------ RECORDS SUPPLIED

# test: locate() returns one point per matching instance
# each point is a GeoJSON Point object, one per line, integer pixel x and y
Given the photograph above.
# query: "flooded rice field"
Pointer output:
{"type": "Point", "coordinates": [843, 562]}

------------

Your task is to give back every record exactly.

REPLY:
# test: locate() returns one point per matching instance
# each point is a GeoJSON Point object, one per line, integer pixel x and y
Given the photograph above.
# query: "flooded rice field"
Pointer output:
{"type": "Point", "coordinates": [843, 562]}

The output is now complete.